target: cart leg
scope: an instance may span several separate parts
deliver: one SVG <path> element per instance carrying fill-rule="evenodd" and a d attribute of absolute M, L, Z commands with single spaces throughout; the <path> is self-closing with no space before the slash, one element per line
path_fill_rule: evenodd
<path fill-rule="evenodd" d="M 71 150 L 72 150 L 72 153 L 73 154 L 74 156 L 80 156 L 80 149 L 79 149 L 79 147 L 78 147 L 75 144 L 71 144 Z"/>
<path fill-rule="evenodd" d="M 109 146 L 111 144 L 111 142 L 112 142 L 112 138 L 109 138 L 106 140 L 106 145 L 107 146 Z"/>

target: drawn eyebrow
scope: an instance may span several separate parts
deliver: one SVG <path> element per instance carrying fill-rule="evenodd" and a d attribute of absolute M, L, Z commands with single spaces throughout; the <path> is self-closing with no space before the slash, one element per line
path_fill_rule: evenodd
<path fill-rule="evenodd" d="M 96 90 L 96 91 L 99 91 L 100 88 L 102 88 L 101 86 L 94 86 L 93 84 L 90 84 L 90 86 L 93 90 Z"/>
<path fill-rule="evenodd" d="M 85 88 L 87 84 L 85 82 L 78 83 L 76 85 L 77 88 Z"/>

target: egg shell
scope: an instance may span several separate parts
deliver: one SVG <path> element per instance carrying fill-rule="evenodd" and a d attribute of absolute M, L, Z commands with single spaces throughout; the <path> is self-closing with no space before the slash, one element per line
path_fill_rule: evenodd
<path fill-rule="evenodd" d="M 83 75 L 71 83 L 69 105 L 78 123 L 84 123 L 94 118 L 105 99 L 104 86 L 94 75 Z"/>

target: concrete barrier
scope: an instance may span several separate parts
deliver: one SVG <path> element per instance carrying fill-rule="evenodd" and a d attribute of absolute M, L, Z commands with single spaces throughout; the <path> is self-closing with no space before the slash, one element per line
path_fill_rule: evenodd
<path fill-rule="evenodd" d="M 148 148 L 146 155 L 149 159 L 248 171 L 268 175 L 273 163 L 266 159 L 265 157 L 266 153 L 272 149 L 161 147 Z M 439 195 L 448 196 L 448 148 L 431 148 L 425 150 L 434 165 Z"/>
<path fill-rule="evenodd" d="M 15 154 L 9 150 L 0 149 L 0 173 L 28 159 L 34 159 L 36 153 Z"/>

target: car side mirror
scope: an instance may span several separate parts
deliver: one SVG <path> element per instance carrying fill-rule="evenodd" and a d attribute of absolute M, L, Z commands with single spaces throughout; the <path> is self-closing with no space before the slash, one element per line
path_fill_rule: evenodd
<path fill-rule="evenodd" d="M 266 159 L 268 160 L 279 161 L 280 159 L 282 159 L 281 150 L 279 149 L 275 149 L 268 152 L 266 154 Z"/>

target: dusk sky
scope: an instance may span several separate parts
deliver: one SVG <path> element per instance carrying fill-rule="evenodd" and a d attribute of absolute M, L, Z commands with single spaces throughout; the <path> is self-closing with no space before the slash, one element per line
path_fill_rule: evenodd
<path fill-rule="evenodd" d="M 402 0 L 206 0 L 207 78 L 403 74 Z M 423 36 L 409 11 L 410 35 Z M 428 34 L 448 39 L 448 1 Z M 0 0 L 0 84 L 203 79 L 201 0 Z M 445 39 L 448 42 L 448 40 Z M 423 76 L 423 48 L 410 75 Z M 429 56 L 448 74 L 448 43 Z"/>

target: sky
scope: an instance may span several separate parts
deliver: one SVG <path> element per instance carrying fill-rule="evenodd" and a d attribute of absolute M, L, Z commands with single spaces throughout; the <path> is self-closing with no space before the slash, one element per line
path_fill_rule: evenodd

^^^^^^^^

WHAT IS REQUIRED: Copy every row above word for word.

COMPLETED TASK:
target: cart leg
scope: an instance may span several separate parts
deliver: one SVG <path> element per instance carrying fill-rule="evenodd" and a d attribute of absolute M, L, Z commands with single spaces throughout; the <path> is self-closing with no space before the slash, one element per line
path_fill_rule: evenodd
<path fill-rule="evenodd" d="M 71 150 L 72 150 L 72 153 L 73 154 L 74 156 L 80 156 L 80 149 L 79 149 L 79 147 L 78 147 L 75 144 L 71 144 Z"/>
<path fill-rule="evenodd" d="M 109 146 L 111 144 L 111 142 L 112 142 L 112 138 L 109 138 L 106 140 L 106 145 L 107 146 Z"/>

target: drawn eyebrow
scope: an instance may span several separate parts
deliver: one SVG <path> element per instance carrying fill-rule="evenodd" and a d attribute of absolute M, L, Z commands with single spaces throughout; the <path> is self-closing with no space before the slash, one element per line
path_fill_rule: evenodd
<path fill-rule="evenodd" d="M 96 90 L 96 91 L 99 91 L 100 88 L 102 88 L 101 86 L 94 86 L 93 84 L 90 84 L 90 86 L 93 90 Z"/>
<path fill-rule="evenodd" d="M 85 88 L 87 84 L 85 82 L 78 83 L 76 85 L 77 88 Z"/>

target: egg shell
scope: an instance may span several separate parts
deliver: one SVG <path> element per instance carrying fill-rule="evenodd" and a d attribute of absolute M, L, Z commands with single spaces throughout; the <path> is self-closing with no space before the slash, one element per line
path_fill_rule: evenodd
<path fill-rule="evenodd" d="M 83 75 L 71 83 L 69 105 L 78 123 L 84 123 L 94 118 L 105 99 L 104 86 L 94 75 Z"/>

target: concrete barrier
scope: an instance may span several separate parts
deliver: one SVG <path> element per instance carrying fill-rule="evenodd" and a d attribute of absolute M, L, Z commands with single spaces throughout; the <path> is self-closing with no space before the slash, one element per line
path_fill_rule: evenodd
<path fill-rule="evenodd" d="M 148 148 L 146 155 L 149 159 L 248 171 L 268 175 L 273 163 L 266 159 L 265 157 L 266 153 L 272 149 L 161 147 Z M 439 195 L 448 196 L 448 148 L 431 148 L 425 150 L 434 165 Z"/>
<path fill-rule="evenodd" d="M 15 154 L 9 150 L 0 149 L 0 173 L 28 159 L 34 159 L 36 153 Z"/>

target: car side mirror
scope: an instance may span several separate parts
deliver: one SVG <path> element per instance carrying fill-rule="evenodd" and a d attribute of absolute M, L, Z commands with single spaces throughout; the <path> is self-closing with no space before the slash, one element per line
path_fill_rule: evenodd
<path fill-rule="evenodd" d="M 266 159 L 268 160 L 279 161 L 280 159 L 282 159 L 281 150 L 279 149 L 275 149 L 268 152 L 266 154 Z"/>

target: dusk sky
scope: an instance may span several separate parts
deliver: one SVG <path> element per instance carrying fill-rule="evenodd" and a d attribute of absolute M, L, Z commands with single spaces throughout; the <path> is self-closing with no space before the slash, one element per line
path_fill_rule: evenodd
<path fill-rule="evenodd" d="M 402 0 L 206 0 L 207 78 L 403 74 Z M 423 36 L 409 11 L 410 35 Z M 428 34 L 448 39 L 448 1 Z M 0 0 L 0 84 L 203 79 L 201 0 Z M 445 39 L 448 42 L 448 40 Z M 423 76 L 423 48 L 410 75 Z M 429 56 L 448 74 L 448 43 Z"/>

target: sky
scope: an instance may span several separate parts
deliver: one SVG <path> element per instance carrying fill-rule="evenodd" and a d attribute of absolute M, L, Z commands with single spaces throughout; the <path> is self-closing with no space before the slash, one element per line
path_fill_rule: evenodd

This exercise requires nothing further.